[WHAT THE TASK REQUIRES] Copy out verbatim the listing lines from the one containing "Each instance receives one keypoint. Mark the rhino with lowered" through the one containing "Each instance receives one keypoint. Mark the rhino mouth", including both endpoints.

++++++++++++++++++++

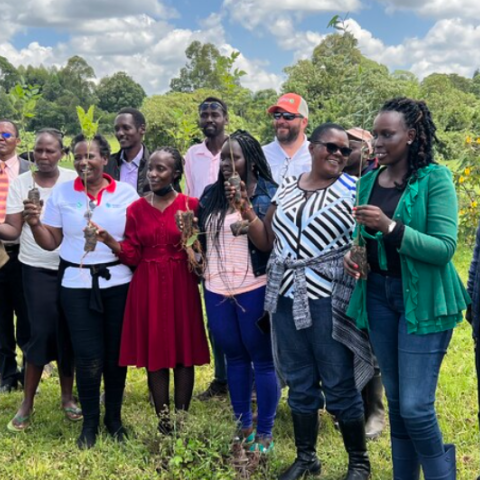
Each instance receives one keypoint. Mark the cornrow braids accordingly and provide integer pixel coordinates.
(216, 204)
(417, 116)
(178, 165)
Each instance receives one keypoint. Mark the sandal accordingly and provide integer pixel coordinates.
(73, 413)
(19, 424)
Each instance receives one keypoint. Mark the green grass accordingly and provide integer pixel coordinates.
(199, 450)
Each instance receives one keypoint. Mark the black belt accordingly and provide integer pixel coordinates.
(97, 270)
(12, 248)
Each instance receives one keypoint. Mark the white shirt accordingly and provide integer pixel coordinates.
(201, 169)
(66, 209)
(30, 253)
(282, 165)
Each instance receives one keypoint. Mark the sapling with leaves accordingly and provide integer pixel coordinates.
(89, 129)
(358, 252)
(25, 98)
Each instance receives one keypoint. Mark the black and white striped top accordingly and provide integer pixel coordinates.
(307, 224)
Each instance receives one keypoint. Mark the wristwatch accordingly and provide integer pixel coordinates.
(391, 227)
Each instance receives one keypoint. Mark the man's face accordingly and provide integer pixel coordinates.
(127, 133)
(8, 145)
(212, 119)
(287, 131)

++++++++++++++++++++

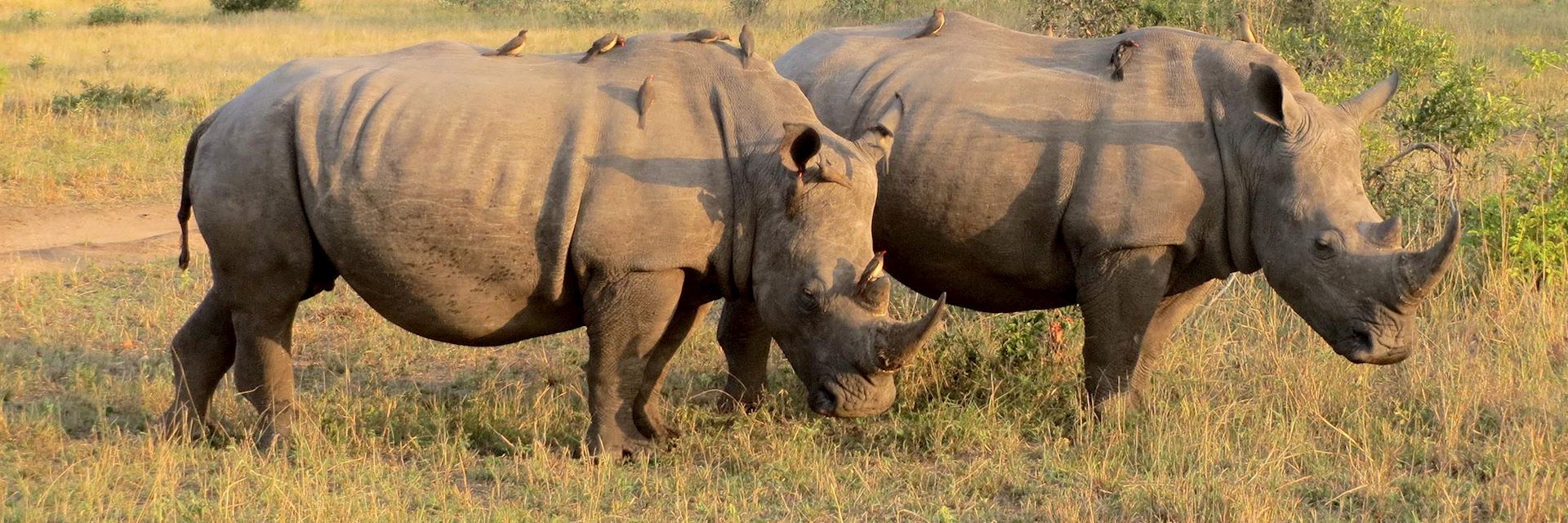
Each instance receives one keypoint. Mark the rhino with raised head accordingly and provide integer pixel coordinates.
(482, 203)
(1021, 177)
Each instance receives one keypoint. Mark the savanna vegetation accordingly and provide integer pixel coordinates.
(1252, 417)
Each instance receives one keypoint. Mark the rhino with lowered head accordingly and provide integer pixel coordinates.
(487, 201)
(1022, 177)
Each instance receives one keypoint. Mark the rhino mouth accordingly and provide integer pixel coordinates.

++++++++++++++++++++

[FINISHED EXERCISE]
Each instance receives one keypoint. Mark the rhino with lowered head accordingly and provide integer pixel coordinates.
(487, 201)
(1022, 177)
Each instance receives one keypoint. Mark the rhino mouth accordingly and provide integer pixel coordinates.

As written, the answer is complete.